> **Job A**:
Could you rewrite the passage on trauma-informed surveys from "Collecting high-quality data" to "the data collected.", putting "resettlement work" in place of "refugee service work"?
> **Job B**:
Which phases of surveys does the passage on trauma-informed surveys name?

> **Selected text**:
⁂

Collecting high-quality data is essential in refugee service work, whether for client needs assessments, program evaluations, or organizational learning. But sometimes even well-intentioned surveys can unintentionally create stress, reduce trust, or compromise the accuracy of the data collected.
Switchboard’s Trauma-Informed Survey Toolkit (TIST) was developed to help service providers design surveys that are safe, respectful, and effective. This blog post introduces the TIST and walks through its guidance on how to apply trauma-informed principles across the four phases of surveys: Design, Implementation, Analysis, and Dissemination.
Why Trauma-Informed Surveys Matter
Many newcomers have experienced displacement, violence, and chronic stress. Trauma-informed survey design applies the six principles of trauma-informed practice—safety; trustworthiness and transparency; peer support; collaboration and mutuality; empowerment, voice, and choice; and cultural, historical, and gender issues—to encourage data collection that:
- Protects participants’ psychological and physical safety
- Builds trust and transparency
- Reduces the risk of re-traumatization
- Improves data quality by minimizing avoidance, dropout, or distress
- Supports fair, cross-cultural evaluation practices
— Switchboard’s Trauma-Informed Survey Toolkit
The TIST offers practical steps, useful prompts, and reflective questions to help you apply these principles in day-to-day work, along with a checklist to illustrate how the TIST extends beyond standard good practices in survey design. This toolkit can be used by organizations of all sizes and by service providers with all levels of experience and in a wide variety of positions within organizations, from caseworkers to monitoring and evaluation (M&E) specialists.

⁂

> **Data records**:
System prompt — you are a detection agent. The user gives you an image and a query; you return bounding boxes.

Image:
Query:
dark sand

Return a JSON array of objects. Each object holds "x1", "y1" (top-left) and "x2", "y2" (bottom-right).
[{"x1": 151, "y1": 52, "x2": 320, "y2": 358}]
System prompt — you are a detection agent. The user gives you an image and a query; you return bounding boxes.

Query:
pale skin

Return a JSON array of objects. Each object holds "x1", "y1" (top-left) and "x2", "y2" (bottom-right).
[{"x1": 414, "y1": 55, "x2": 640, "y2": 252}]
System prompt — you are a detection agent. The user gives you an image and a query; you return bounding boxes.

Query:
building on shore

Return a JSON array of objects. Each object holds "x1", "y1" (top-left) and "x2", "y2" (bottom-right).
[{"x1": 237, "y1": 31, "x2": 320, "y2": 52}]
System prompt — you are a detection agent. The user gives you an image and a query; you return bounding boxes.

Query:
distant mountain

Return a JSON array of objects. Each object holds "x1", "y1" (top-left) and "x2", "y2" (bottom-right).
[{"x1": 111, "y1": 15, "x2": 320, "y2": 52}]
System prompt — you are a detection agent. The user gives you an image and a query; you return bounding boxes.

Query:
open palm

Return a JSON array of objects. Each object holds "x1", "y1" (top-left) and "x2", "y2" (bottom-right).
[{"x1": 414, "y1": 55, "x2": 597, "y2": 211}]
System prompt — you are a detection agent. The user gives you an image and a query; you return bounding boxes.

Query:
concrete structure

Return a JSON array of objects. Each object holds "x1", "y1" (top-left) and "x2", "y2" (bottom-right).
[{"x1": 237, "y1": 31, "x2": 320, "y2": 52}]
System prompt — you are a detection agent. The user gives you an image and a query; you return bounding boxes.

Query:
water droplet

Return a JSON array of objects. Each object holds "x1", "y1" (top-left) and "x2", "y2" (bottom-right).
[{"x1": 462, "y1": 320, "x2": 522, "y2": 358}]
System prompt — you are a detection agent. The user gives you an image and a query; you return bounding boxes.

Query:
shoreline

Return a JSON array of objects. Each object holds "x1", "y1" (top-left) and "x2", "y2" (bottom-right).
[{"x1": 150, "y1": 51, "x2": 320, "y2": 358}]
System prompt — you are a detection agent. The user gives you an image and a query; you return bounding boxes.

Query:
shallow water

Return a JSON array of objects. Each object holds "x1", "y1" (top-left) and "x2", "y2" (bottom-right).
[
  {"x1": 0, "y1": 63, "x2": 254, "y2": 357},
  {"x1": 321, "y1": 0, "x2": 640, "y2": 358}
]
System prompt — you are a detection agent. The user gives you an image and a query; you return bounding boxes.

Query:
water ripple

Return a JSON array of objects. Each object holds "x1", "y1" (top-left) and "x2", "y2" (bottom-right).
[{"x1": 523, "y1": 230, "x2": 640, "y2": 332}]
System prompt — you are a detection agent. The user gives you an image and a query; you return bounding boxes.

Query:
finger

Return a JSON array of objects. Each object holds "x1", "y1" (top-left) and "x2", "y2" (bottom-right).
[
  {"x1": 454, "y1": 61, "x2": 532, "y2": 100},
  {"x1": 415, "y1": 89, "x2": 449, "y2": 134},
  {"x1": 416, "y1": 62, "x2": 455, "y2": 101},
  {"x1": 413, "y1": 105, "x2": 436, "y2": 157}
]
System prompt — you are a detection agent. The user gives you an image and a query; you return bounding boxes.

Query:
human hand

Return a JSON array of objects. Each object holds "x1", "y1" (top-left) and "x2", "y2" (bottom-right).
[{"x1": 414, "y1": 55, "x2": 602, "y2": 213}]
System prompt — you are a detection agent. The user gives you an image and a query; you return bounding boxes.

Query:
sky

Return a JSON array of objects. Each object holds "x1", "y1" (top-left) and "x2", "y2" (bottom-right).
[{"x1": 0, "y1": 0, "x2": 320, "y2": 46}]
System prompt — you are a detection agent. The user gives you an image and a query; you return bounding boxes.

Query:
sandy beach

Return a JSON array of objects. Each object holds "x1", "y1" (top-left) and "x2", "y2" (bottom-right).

⁂

> **Response A**:
Collecting high-quality data is essential in resettlement work, whether for client needs assessments, program evaluations, or organizational learning. But sometimes even well-intentioned surveys can unintentionally create stress, reduce trust, or compromise the accuracy of the data collected.

> **Response B**:
Design, Implementation, Analysis, and Dissemination